= CONSIGNE =
D'après l'extrait sur le financement de Pasteur-Weizmann, pendant combien de temps la Ligue Nationale contre le Cancer a-t-elle contribué chaque année au budget de Pasteur-Weizmann ?

L’autre source de revenus, non moins importante, provient de dons faits par des donateurs, certains présents aux côtés de Pasteur-Weizmann depuis sa création, au nombre desquels on ne peut manquer de citer la Fondation Rothschild, la Fondation Simone et Cino Del Duca ou la Fondation Nahed Ojjeh pour la Science et la Paix, la Fondation Simone et Victor Pastor pour la Recherche Biomédicale, l’Institut Servier, plusieurs banques et institutions financières de stature internationale, pour ne citer que les « institutionnels ». De très grands hommes d’affaires aussi. Mais on ne doit pas pour autant oublier les nombreux et importants mécènes qui agissent à titre personnel. Au nombre de ces mécènes, il y a les industriels, les commerçants, les médecins, les avocats, les dirigeants d’entreprises, responsables d’associations (comme la Ligue Nationale contre le Cancer qui, chaque année pendant plus de vingt ans, a apporté une importante contribution au budget de Pasteur-Weizmann), ou tout simplement les gens de coeur, qui nous apportent les sommes importantes nécessaires au financement des programmes de recherche, des colloques, des échanges de chercheurs, des bourses. Il y a ceux aussi, artistes et animateurs, qui par leur participation active et bénévole, par leur talent, par leur renommée apportent un éclat exceptionnel aux manifestations de Pasteur-Weizmann et contribuent par là même à son rayonnement et à son prestige.
Grâce à cette structure unique, d’une totale indépendance, d’une très grande souplesse de gestion, les collaborations entre chercheurs de l’Institut Pasteur et de l’Institut Weizmann peuvent aller de l’avant. Les limites de la connaissance reculent, le pouvoir de la science dans son combat contre la maladie et la souffrance augmente, l’espoir grandit de soulager et de guérir un plus grand nombre de patients.
Souhaitons que, bien au delà de ses quarante et quelques premières années, Pasteur-Weizmann s’inscrive dans la durée. Que son exemple soit suivi. Que son action se développe encore et maintienne le même niveau d’excellence. Qu’elle permette de concrétiser les espoirs qu’elle a fait naître. Que Pasteur-Weizmann demeure l’exemple vivant d’une collaboration scientifique internationale au plus haut niveau, insensible aux conflits politiques, culturels ou financiers entre États. Que les nouvelles générations prennent la relève de leurs aînés et poursuivent l’effort de contribuer à financer des projets cruciaux pour notre avenir, et pour l’avenir de nos enfants. Que Pasteur-Weizmann continue d’associer le monde des affaires, celui des arts et celui de la science avec pour unique objectif celui si bien défini par Madame Veil: « le Bien de l’Homme, au delà des frontières ».

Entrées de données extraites
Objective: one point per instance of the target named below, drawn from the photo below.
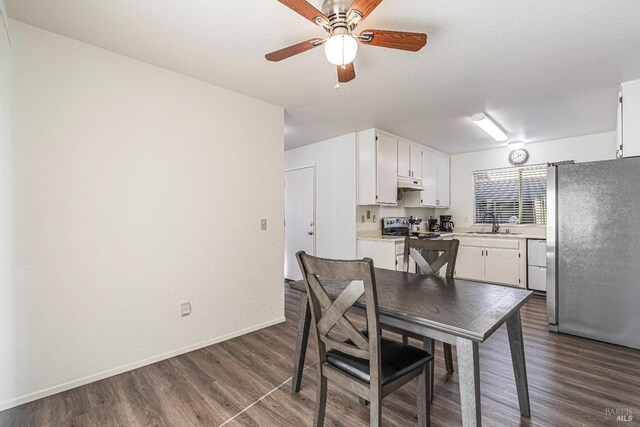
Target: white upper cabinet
(416, 161)
(429, 196)
(443, 181)
(387, 170)
(630, 119)
(377, 168)
(435, 180)
(404, 158)
(382, 158)
(409, 159)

= CORRIGÉ =
Pendant plus de vingt ans.